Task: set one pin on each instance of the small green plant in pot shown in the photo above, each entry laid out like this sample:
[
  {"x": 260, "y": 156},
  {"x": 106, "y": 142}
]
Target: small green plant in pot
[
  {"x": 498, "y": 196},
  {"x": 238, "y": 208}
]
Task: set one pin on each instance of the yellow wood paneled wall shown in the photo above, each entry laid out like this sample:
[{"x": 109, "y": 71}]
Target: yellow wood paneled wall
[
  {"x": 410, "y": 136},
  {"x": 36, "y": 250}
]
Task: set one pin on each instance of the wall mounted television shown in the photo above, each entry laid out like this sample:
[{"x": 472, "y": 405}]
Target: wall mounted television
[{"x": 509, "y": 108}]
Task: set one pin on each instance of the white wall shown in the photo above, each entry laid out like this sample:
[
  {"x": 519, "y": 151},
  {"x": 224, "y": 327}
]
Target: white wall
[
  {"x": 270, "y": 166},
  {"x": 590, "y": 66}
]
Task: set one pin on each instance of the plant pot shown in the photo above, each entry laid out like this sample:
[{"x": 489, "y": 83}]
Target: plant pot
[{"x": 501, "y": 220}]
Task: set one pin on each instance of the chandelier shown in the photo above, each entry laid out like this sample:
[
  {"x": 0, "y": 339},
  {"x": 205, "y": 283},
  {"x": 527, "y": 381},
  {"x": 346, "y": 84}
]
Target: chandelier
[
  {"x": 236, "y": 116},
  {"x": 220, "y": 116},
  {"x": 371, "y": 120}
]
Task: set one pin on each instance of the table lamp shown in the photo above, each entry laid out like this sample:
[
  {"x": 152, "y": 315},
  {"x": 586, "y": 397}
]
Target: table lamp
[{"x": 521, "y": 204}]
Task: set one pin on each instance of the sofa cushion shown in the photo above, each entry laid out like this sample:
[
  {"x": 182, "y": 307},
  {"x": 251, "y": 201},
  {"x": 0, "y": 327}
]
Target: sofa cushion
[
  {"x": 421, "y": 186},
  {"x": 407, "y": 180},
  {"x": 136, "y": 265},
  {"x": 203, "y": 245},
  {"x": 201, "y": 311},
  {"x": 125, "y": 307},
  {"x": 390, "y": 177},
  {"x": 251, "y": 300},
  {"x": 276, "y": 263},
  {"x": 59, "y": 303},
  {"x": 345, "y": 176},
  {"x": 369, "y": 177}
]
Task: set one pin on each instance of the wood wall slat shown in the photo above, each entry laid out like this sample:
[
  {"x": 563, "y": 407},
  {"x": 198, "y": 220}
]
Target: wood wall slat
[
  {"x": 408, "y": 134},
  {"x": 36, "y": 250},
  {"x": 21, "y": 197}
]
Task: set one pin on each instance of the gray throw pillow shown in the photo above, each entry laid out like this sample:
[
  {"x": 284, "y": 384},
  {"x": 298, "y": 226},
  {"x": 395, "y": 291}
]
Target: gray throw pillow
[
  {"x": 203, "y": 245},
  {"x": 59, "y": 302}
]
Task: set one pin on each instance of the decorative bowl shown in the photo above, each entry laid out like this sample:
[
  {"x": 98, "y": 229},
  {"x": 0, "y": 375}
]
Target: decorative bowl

++++

## What the exercise asks
What you return must match the records exactly, line for line.

## Result of the task
Task: set one pin on each instance of the small green plant in pot shown in the photo above, each entry laid out like this sample:
[
  {"x": 260, "y": 156},
  {"x": 106, "y": 142}
]
Target: small green plant in pot
[
  {"x": 498, "y": 196},
  {"x": 238, "y": 208}
]
Task: set one pin on each instance of the yellow wood paneled wall shown in the photo above, each entry laid out like this sample:
[{"x": 109, "y": 71}]
Target: yellow wood paneled wall
[
  {"x": 410, "y": 136},
  {"x": 36, "y": 250}
]
Task: set one pin on each instance of the wall mounted television shown in the photo above, each entry laid out like this sample:
[{"x": 472, "y": 405}]
Target: wall mounted television
[{"x": 509, "y": 108}]
Task: set one pin on each instance of the white wall shown in the photo above, each entry laid out like this sample:
[
  {"x": 519, "y": 151},
  {"x": 224, "y": 327}
]
Target: white wall
[
  {"x": 270, "y": 166},
  {"x": 590, "y": 66}
]
Task: set one pin on each instance of the plant pot shown in the photo above, each entry laid out like this sample:
[{"x": 489, "y": 83}]
Target: plant pot
[{"x": 501, "y": 220}]
Task: set one pin on each instance of the chandelier shown in the photo above, each entry laid out like this sample:
[
  {"x": 0, "y": 339},
  {"x": 205, "y": 283},
  {"x": 527, "y": 381},
  {"x": 346, "y": 84}
]
Target: chandelier
[
  {"x": 236, "y": 116},
  {"x": 220, "y": 116},
  {"x": 371, "y": 120}
]
Task: set one pin on each instance of the table lamp shown in the photo above, each entry laid out like this sample:
[
  {"x": 152, "y": 315},
  {"x": 586, "y": 397}
]
Target: table lamp
[{"x": 521, "y": 204}]
Task: set one pin on each instance of the sofa cushion shown in the photo above, each entry laid out like this sample:
[
  {"x": 182, "y": 307},
  {"x": 251, "y": 201},
  {"x": 0, "y": 327}
]
Target: sofa cushion
[
  {"x": 421, "y": 186},
  {"x": 407, "y": 180},
  {"x": 136, "y": 265},
  {"x": 203, "y": 245},
  {"x": 201, "y": 311},
  {"x": 125, "y": 307},
  {"x": 390, "y": 177},
  {"x": 251, "y": 300},
  {"x": 276, "y": 263},
  {"x": 59, "y": 303},
  {"x": 345, "y": 176},
  {"x": 369, "y": 177}
]
Task: set one pin on each instance of the wood wall slat shown in the photo above, each entry laid out like this sample:
[
  {"x": 563, "y": 407},
  {"x": 198, "y": 220}
]
Target: wood wall slat
[
  {"x": 408, "y": 134},
  {"x": 36, "y": 250},
  {"x": 21, "y": 197}
]
Task: set one pin on each instance of the gray throw pillow shown in the photo above, each entry laid out like this sample:
[
  {"x": 284, "y": 384},
  {"x": 298, "y": 226},
  {"x": 395, "y": 291}
]
Target: gray throw pillow
[
  {"x": 203, "y": 245},
  {"x": 59, "y": 302}
]
Task: set one pin on each instance of the decorative bowl shown in the photo above, each entry laid out like this sample:
[
  {"x": 98, "y": 229},
  {"x": 0, "y": 375}
]
Target: decorative bowl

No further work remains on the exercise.